Give back everything from "But really... who" down to "to describe it." in the classroom passage, switching "page" to "sheet".

**Selection**

════════

Some of the girls had dolls that emulated various bodily functions, as well as those pretend babies' bottles that look like milk is being drunk from it. These were not particularly useful to me.

One or two had those squirty water-filled Tomy game things, where you frantically pushed a plunger button to try to get plastic hoops onto hooks, in soporifically slow motion. Again, not much help.

But I could see a lot of boys with Star Wars stuff, especially those Speeder Bike things from Return of the Jedi, which broke apart when you pressed a button at the back. And Masters of the Universe figures, that did things like show battle damage or 'power punches' and the like.

I was annoyed because, had I remembered, I could have brought in one of my prized Hot Wheels Crack-Ups, which emphatically Did Something. I had two of those. But neither of them happened to be in my pocket today.

But really... who was to know that wasn't what I had in front of me? I just had to fill a page in the book.

Okay. I could wing this.

We'd been told to call the story  "A Christmas Toy' and start with the words "My toy is __________" before going on to describe it.

So I set the Thunderbird on the desk in front of me, opened my story book, and started to write.

 

I hadn't got very far when I realised Miss Finlay was bending over me, reading what I'd written. And, before I knew what was happening, she'd whisked both my book and my Thunderbird away from me and held them up to the class.

"What's this?" she bellowed. "Smash Cars?"

There was a silence from the class.

She started to read out loud, from my book.

"My toy is Smash Cars. They smash and if you smash it - "  she finished and threw the book back onto the desk, then glared down at me.

"Smash Cars? What does it do? You were told to bring in a toy that did something."

I felt the blood run out of my face. She had my car, and I didn't like that.

"Erm, well it does - it's a Smash Car, you can smash it into things and it smashes up - "

"So show me." She threw the Thunderbird back down on the desk. It skittered off and hit the floor, and I dived after it.

Even though I could be a destructive little bugger with my cars, this one still retained its soft newness. I was horrified to notice a chip in the front bumper's bullet overrider, where it had smacked into the scuffed parquet floor.

"Well, the thing is you can only do it once, and it's just new..." I rubbed at my injured car, increasingly aware of how unconvincing my lies were sounding.

"He means Crack-Ups, not Smash Cars."

════════

**Supplied information**
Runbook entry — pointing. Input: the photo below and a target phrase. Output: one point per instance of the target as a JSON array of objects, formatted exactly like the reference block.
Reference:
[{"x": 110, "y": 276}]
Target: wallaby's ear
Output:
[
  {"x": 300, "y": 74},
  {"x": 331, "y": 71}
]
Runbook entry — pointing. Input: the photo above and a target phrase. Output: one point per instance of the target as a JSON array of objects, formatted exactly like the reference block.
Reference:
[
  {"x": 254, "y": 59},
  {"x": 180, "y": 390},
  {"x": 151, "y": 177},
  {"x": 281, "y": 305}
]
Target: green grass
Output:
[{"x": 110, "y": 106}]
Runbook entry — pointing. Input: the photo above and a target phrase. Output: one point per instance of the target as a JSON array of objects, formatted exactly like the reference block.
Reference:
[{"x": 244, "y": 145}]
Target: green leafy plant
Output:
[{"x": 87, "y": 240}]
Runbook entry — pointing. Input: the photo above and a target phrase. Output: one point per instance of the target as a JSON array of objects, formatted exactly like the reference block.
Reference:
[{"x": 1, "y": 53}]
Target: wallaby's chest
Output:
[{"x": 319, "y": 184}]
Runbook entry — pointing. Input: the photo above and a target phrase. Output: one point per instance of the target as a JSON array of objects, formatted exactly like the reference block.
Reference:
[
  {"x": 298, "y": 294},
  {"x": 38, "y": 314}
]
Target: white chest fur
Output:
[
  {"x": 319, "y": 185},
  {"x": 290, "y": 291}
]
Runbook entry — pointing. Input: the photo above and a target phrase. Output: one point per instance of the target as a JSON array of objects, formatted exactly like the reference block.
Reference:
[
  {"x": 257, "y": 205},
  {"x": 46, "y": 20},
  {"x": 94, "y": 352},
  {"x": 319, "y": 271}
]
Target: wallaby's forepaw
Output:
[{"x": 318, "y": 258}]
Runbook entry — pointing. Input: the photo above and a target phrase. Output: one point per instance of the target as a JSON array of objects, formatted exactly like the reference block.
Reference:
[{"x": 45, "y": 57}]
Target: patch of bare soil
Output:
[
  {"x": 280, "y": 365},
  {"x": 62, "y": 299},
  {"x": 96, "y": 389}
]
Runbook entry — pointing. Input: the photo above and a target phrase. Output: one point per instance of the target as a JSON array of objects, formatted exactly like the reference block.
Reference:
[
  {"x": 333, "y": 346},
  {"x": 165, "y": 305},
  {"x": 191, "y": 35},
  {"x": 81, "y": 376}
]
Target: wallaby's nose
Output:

════════

**Response to the exercise**
But really... who was to know that wasn't what I had in front of me? I just had to fill a sheet in the book.

Okay. I could wing this.

We'd been told to call the story  "A Christmas Toy' and start with the words "My toy is __________" before going on to describe it.